'''

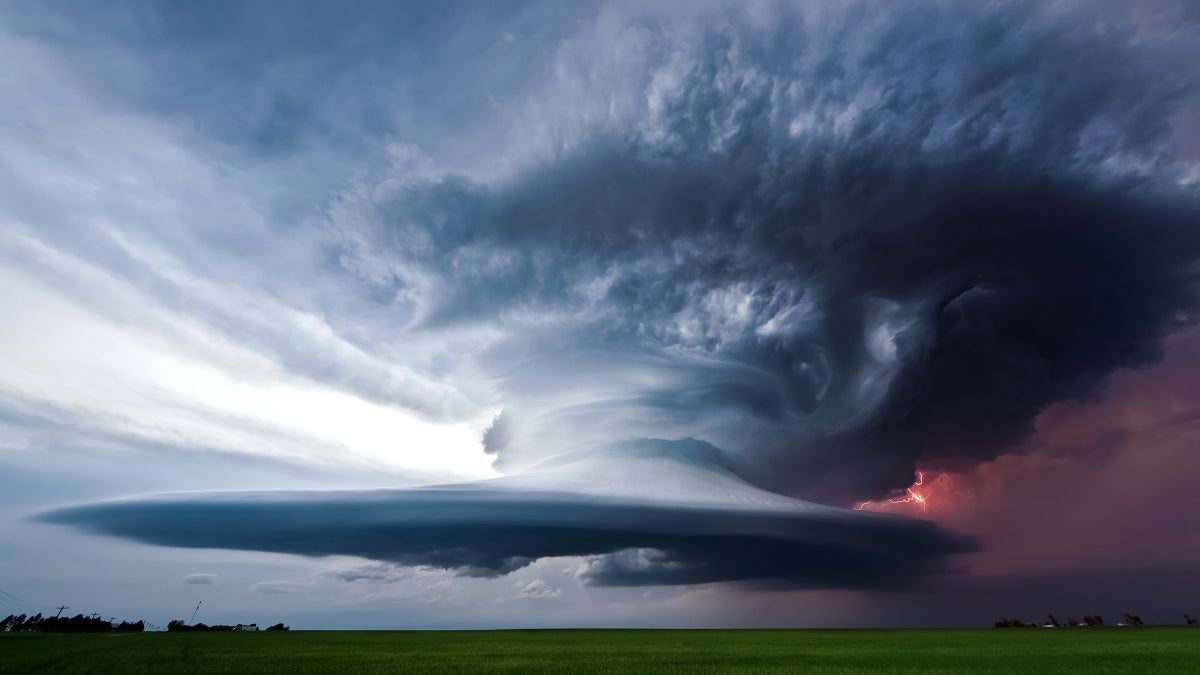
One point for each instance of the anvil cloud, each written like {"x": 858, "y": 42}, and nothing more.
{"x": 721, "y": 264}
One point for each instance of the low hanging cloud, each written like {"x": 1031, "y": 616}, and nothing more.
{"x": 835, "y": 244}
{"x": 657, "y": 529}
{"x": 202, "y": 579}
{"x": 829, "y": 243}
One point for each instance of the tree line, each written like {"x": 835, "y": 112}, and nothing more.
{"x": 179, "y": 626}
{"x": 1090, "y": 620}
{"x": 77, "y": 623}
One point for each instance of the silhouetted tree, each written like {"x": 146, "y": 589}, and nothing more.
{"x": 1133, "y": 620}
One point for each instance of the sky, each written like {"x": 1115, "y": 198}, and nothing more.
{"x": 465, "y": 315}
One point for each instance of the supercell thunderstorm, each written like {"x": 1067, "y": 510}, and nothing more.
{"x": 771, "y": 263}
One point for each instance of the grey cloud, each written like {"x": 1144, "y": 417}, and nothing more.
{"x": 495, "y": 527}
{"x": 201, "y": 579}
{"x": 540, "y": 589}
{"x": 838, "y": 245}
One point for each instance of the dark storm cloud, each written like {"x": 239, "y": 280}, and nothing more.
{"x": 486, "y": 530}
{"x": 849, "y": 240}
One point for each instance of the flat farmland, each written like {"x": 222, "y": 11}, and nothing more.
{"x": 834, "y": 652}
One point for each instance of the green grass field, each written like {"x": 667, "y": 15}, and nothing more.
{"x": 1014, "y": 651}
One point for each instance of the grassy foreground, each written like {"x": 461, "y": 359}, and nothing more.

'''

Task: Reproduce exactly the lines running from the one with "One point for each instance of the sky, each" to the last line of the listing above. Add nothing else.

Final answer:
One point for each instance of the sky, each written like {"x": 1115, "y": 198}, and nothing more.
{"x": 465, "y": 315}
One point for each instance of the supercell thunderstorm, each written like {"x": 1067, "y": 510}, and nothing more.
{"x": 771, "y": 263}
One point for each instance of the grey cloud, each written like {"x": 1144, "y": 417}, and nothing more.
{"x": 495, "y": 527}
{"x": 201, "y": 579}
{"x": 540, "y": 589}
{"x": 838, "y": 245}
One point for each instance of the dark storm cloud, each written like {"x": 239, "y": 280}, and nothing more.
{"x": 486, "y": 530}
{"x": 849, "y": 240}
One point for each instance of the flat farmland, each written like {"x": 222, "y": 11}, and nothing more.
{"x": 834, "y": 652}
One point for each instance of the green grass field, each written like {"x": 667, "y": 15}, and nothing more.
{"x": 1014, "y": 651}
One point for each instance of the grassy foreground, each written like {"x": 461, "y": 359}, and nothing more.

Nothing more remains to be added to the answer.